◆ SOURCE PASSAGE:

┌────────

# How tall?



## Indigo (Dec 29, 2005)

Hi! I'm fairly new to fish-keeping (with filters and such), and I have 2 tanks, a 10-gallon tropical tank and a 5-gallon goldfish tank (which I know is too small)...

How tall do fancy goldfish usually get? I have a red-capped oranda and a mainly-white fantail, and right now they're pretty small, about an inch and a half to 2 inches. I know they can get quite long, but I was thinking of moving them to a very long and wide, but fairly low, Rubbermaid tub (like the kind you put under a bed) with a strong filter. Will this work? How likely are they to jump? (it'll have a lid anyway, because we have cats) How tall does it need to be to keep their dorsal fins in the water, and them happy? I'd like it to be as low as possible since, for one, it'll make it bow out less, and for two, it'll be on top of my dresser, and I'm pretty short.

Thanks in advance for any help and advice!


----------



## MyCometGoldfish (Nov 1, 2005)

*Do you mean, like, a plastic container!? :shock: Are you out of your mind?! They do jump, and want a tank! Just asking .... what the heck gave you that idea?!*


----------



## Niki2105 (Apr 12, 2005)

Your best bet would be to go and buy a 20-30 gallon tank for them. But for a quick fix a Rubbermaid tub would probally work, but the best thing would be a glass tank at least 20 gallons. The fish will probally get 6- 8 inches long im not sure what hight they would get as none of mine are that big yet. The tank or tub whatever you get should probally be 1.5 or 2 feet tall, goldfish really need to be able to swim up and down as well as back and forth. How long have you had these two fish?.. they really need to be in a much bigger tank than a 5 gallon. Please try and get them a new home as soon as you can.

└────────

◆ WORK TO COMPLETE:
1. Shift every coordinate in the answers up by 102 as you copy out the records from the line with "In this exercise you will point out the woven" to the line with "[(1030, 288)]", requests included and format samples left unchanged. Reproduce only those lines.
2. Carry on the forum thread about goldfish tank height from the point where it stops.
The goldfish thread and the records come from separate, unrelated sources.

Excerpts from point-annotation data
┌────────

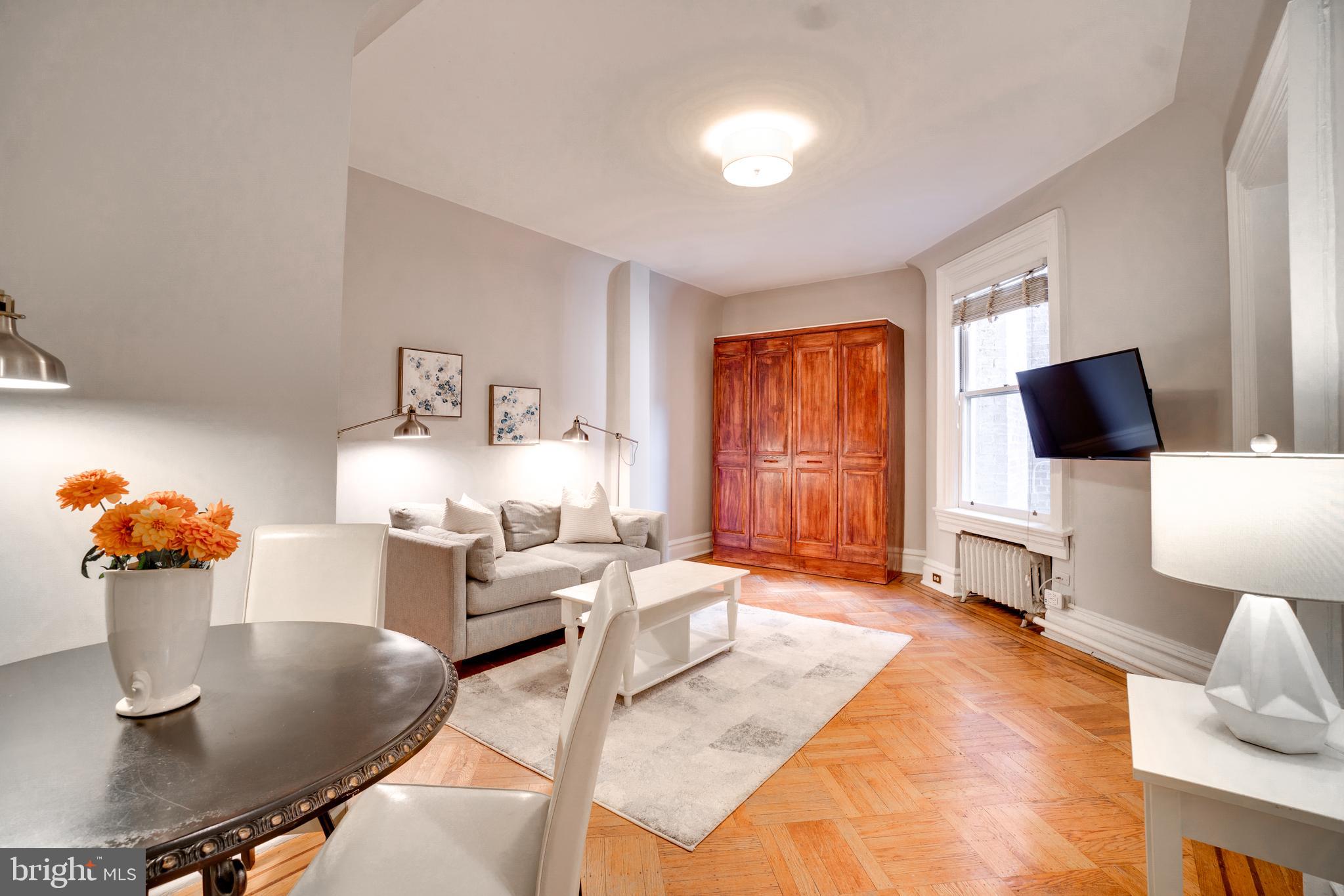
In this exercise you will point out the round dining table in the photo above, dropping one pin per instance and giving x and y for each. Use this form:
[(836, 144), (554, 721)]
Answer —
[(293, 719)]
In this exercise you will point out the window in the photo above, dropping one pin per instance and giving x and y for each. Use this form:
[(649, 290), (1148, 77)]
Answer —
[(1002, 330)]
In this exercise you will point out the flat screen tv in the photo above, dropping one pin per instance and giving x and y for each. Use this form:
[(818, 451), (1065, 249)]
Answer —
[(1097, 409)]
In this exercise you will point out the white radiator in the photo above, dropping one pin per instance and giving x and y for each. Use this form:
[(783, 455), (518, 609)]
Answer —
[(1005, 572)]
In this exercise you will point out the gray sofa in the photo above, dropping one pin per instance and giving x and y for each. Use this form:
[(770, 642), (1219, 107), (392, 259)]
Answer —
[(431, 597)]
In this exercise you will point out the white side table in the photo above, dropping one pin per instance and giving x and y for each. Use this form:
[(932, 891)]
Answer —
[(1202, 782)]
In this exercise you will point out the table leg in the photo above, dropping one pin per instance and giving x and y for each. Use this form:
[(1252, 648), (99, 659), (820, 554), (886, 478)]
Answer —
[(227, 878), (1161, 830), (628, 677), (734, 593), (570, 617)]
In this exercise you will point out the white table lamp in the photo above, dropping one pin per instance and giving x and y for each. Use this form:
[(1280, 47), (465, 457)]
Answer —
[(1270, 526)]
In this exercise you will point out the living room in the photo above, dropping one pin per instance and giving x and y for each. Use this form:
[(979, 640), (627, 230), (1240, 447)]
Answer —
[(271, 241)]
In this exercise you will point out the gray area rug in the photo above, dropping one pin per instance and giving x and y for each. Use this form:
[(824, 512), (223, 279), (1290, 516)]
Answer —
[(693, 748)]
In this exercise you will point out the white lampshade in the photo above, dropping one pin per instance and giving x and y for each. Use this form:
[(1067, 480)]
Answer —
[(1269, 524), (757, 156)]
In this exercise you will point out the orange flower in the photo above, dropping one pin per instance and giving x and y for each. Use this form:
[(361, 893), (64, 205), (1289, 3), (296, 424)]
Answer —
[(85, 489), (219, 513), (156, 527), (206, 540), (173, 500), (115, 532)]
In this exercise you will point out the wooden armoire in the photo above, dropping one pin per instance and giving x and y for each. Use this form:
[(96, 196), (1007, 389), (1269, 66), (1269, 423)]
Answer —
[(810, 449)]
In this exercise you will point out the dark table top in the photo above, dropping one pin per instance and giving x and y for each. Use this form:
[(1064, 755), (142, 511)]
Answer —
[(293, 719)]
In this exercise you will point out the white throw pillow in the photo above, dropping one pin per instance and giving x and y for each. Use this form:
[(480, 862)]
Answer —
[(586, 521), (469, 517)]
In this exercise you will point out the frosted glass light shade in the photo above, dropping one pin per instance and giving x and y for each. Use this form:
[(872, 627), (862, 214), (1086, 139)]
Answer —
[(1270, 524), (757, 156)]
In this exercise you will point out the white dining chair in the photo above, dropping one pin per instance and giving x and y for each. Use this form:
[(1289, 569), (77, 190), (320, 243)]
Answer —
[(475, 842), (318, 572)]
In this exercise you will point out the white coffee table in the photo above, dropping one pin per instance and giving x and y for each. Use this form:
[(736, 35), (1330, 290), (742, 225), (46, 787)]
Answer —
[(666, 597), (1202, 782)]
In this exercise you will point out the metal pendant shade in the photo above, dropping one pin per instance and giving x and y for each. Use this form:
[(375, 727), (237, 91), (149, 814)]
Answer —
[(410, 427), (22, 363), (576, 433)]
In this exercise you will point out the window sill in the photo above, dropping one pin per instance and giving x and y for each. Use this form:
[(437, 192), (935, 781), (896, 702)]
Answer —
[(1043, 539)]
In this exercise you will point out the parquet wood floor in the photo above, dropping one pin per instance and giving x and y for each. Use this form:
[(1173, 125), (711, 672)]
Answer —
[(984, 761)]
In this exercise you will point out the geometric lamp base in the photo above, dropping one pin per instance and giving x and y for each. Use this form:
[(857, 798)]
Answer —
[(1267, 683)]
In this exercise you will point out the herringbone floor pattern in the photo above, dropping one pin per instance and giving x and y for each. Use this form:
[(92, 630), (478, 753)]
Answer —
[(984, 761)]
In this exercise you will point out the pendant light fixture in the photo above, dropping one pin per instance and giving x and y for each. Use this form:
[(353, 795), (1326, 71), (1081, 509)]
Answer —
[(22, 363)]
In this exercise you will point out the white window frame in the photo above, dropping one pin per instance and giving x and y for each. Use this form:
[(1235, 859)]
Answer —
[(1022, 249)]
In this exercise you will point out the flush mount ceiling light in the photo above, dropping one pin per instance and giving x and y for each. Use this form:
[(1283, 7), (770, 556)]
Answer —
[(757, 158), (757, 148)]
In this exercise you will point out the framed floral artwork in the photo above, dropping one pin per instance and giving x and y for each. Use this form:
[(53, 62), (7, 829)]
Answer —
[(515, 416), (431, 382)]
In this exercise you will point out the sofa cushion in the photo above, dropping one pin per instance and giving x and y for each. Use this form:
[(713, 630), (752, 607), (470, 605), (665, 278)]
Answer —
[(410, 516), (530, 523), (519, 578), (593, 559), (471, 516), (586, 521), (480, 550), (634, 530)]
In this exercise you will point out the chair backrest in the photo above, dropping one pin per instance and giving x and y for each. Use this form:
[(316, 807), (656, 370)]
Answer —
[(608, 640), (318, 572)]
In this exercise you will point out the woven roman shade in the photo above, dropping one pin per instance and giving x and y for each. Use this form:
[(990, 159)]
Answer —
[(1030, 288)]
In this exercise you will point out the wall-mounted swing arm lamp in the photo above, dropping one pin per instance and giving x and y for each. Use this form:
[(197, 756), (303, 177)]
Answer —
[(22, 363), (408, 429), (577, 435)]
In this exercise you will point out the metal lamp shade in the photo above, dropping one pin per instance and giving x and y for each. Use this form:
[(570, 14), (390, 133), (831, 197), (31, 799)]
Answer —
[(24, 364), (576, 433), (410, 429), (1270, 524)]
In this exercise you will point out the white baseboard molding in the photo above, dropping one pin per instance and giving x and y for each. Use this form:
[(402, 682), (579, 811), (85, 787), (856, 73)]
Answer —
[(951, 584), (691, 545), (1127, 647)]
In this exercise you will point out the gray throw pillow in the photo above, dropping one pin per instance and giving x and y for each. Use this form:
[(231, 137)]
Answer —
[(412, 516), (480, 550), (530, 523), (634, 530)]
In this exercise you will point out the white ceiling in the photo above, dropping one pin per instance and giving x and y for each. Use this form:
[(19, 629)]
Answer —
[(584, 119)]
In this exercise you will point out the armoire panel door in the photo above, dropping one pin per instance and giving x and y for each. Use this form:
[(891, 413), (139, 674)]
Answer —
[(863, 446), (772, 437), (863, 395), (772, 394), (816, 422), (770, 507), (731, 398), (733, 444), (863, 516)]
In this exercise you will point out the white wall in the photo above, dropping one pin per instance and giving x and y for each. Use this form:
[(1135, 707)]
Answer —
[(523, 309), (173, 178), (684, 322), (1146, 227), (1268, 245), (896, 295)]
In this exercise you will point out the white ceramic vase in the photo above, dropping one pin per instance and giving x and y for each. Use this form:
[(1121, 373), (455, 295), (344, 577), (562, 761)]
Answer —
[(158, 621)]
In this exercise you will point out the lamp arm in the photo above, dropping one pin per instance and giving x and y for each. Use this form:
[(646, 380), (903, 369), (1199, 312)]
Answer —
[(397, 413), (594, 426)]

└────────

◆ TASK RESULTS:
1.
In this exercise you will point out the woven roman shade in the photo above, dropping one pin per instance and giving x and y for each. Use this form:
[(990, 159)]
Answer —
[(1132, 390)]

2.
----------



## DUSTIN323 (Sep 21, 2005)

I mean I would think they would get about 2"-3.5" if they get about 6"-8" long. They need a tank really though. I myself have kept mollies in a big rubbermaid container but trust me it couldn't have fit under a bed. Also 1 goldfish needs 20 gallons of water & 10 gallons for each after that. Even if their dorsal fins are in the water they still need room to swim. I believe goldfish like to swim from top-middle-bottom.


----------



## ron v (Feb 24, 2005)

Rubbermaid containers are fine. Several years ago, I sold fish to a wholesaler on a regular basis. I used rubbermaid containers to grow-out fry.


----------



## DUSTIN323 (Sep 21, 2005)

It is fine if the container is big enough.


----------



## ron v (Feb 24, 2005)

Yes... what Dustin said.


----------



## x-Golden-Lucy-x (Jan 14, 2006)

how tall exactly is the tub? it will need to be at least as tall as your tell gallon (if its a standard ten gal?) for them to be comfortable.


----------



## WaterBoy~ (Jan 25, 2006)

fancy goldfish will get 2 b about as tall as a closed fist and about as long as your open hand (not including the tail) but they will grow this big provided they are in a big enough tank.


----------



## sambi7878 (Dec 23, 2005)

A goldfish will need 10-20 gal tank for just one goldfish. They grow 6-8 inches in length as what niki said. For 2 goldfish, you should have a 20-30 gal tank. They usually need a large tank because they swim in all directions and yes...they really jump!

If I were you, i'll have a glass tank.


----------



## x-Golden-Lucy-x (Jan 14, 2006)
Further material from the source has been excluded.